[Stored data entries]
____________________

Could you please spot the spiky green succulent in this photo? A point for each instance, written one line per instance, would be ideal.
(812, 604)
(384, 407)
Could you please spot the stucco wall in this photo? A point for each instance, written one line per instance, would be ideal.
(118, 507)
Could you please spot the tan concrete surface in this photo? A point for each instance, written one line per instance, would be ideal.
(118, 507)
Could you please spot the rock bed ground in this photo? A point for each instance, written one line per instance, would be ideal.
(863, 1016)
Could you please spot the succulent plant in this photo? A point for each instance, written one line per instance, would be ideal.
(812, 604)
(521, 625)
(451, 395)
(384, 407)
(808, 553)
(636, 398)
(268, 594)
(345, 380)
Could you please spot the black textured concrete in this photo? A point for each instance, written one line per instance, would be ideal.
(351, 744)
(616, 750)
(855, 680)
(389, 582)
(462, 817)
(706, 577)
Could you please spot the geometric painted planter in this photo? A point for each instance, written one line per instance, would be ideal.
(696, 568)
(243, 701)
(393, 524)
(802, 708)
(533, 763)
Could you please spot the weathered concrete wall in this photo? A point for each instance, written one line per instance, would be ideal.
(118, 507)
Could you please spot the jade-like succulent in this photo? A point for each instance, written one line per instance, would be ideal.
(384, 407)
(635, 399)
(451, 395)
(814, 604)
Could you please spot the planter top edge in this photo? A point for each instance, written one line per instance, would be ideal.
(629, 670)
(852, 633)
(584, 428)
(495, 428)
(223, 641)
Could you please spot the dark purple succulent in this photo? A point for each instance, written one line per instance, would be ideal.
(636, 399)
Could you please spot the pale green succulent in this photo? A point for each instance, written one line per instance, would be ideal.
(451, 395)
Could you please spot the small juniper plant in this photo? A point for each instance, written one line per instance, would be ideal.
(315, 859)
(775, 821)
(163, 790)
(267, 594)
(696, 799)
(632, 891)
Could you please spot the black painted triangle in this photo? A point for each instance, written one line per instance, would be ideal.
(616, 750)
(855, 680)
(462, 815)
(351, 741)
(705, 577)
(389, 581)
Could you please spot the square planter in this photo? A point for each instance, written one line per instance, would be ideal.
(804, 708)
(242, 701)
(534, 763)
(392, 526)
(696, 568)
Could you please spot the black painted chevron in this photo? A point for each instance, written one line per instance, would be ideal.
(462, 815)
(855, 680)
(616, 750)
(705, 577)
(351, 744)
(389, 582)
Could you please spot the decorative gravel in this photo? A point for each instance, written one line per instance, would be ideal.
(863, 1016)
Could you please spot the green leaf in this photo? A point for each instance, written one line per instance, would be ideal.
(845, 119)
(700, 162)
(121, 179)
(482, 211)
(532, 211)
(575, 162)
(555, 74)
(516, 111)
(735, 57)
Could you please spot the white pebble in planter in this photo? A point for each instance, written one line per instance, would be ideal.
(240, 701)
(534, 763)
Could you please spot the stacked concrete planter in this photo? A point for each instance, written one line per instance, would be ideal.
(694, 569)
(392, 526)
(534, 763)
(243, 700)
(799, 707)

____________________

§ **PROMPT**
Each record is to be retyped exactly as it appears.

§ **TASK OUTPUT**
Could you please spot the spiky green succulent in this photo? A point for each instance, written one line per instance, would be ideal.
(812, 604)
(384, 407)
Could you please spot the stucco wall in this photo? A point for each instance, written one line per instance, would be ideal.
(118, 507)
Could you please spot the tan concrete surface in this photo? A point for each instance, written one line per instance, would be ideal.
(118, 507)
Could you please spot the rock bed ground in this photo? A point for each instance, written one line per instance, would be ideal.
(863, 1016)
Could you please spot the succulent plant in this photo? A point for each instance, written one line per instance, would be ideal.
(812, 604)
(521, 625)
(451, 395)
(384, 407)
(808, 553)
(636, 398)
(268, 594)
(345, 380)
Could you please spot the black textured concrete in this photo? A point for each instance, written one line per instance, would be ideal.
(351, 744)
(616, 750)
(855, 680)
(389, 582)
(462, 817)
(706, 577)
Could you please spot the geometric painted planter in this photo? A point for each instance, written one line per instance, would be ideal.
(696, 568)
(243, 701)
(393, 524)
(802, 708)
(533, 763)
Could you please spot the weathered concrete wall in this photo? A point for each instance, written one line per instance, would be ideal.
(118, 507)
Could you please spot the jade-like succulent in this photo? A point for each instance, written one line per instance, would be ideal.
(384, 407)
(635, 399)
(451, 395)
(814, 604)
Could you please spot the planter top edge in this photo? A point for each instance, written one line per instance, would be ideal.
(629, 670)
(852, 633)
(584, 428)
(495, 428)
(223, 641)
Could you please spot the dark purple succulent in this photo? A point for each instance, written one line per instance, would be ideal.
(636, 399)
Could you please spot the pale green succulent in this photo? A point for each instance, written one line per instance, would be ideal.
(451, 395)
Could you please spot the small juniper plant in this photo? A point for each instance, written one line per instance, would be ideal.
(315, 859)
(775, 821)
(163, 790)
(267, 594)
(696, 799)
(632, 891)
Could you please spot the black painted triangle in this photo? A point for each instance, written one line per instance, would be ideal.
(616, 750)
(855, 680)
(462, 815)
(351, 741)
(705, 577)
(389, 581)
Could you please spot the square planter in this photo? A point for each instance, written one line per instance, would be ideal.
(804, 708)
(242, 701)
(534, 763)
(392, 526)
(696, 568)
Could you please spot the black painted chevron in this photo? A point for each instance, written one line per instance, would be ideal.
(462, 815)
(855, 680)
(616, 750)
(705, 577)
(351, 744)
(389, 582)
Could you please spot the decorative gravel in this photo? A point for each instance, written one line per instance, would be ideal.
(863, 1016)
Could you please spot the green leaf in this photo? A point for each instance, written one line per instance, would be ideal.
(845, 119)
(700, 162)
(121, 179)
(482, 211)
(532, 211)
(575, 162)
(555, 74)
(516, 111)
(735, 57)
Could you please spot the white pebble in planter in this photo? A point for each instance, written one line per instance, would be ideal.
(240, 701)
(534, 763)
Could you please spot the stacked concrete planter in this photo? A point for each instance, written one line per instance, would be ideal.
(694, 569)
(392, 526)
(534, 763)
(243, 700)
(799, 707)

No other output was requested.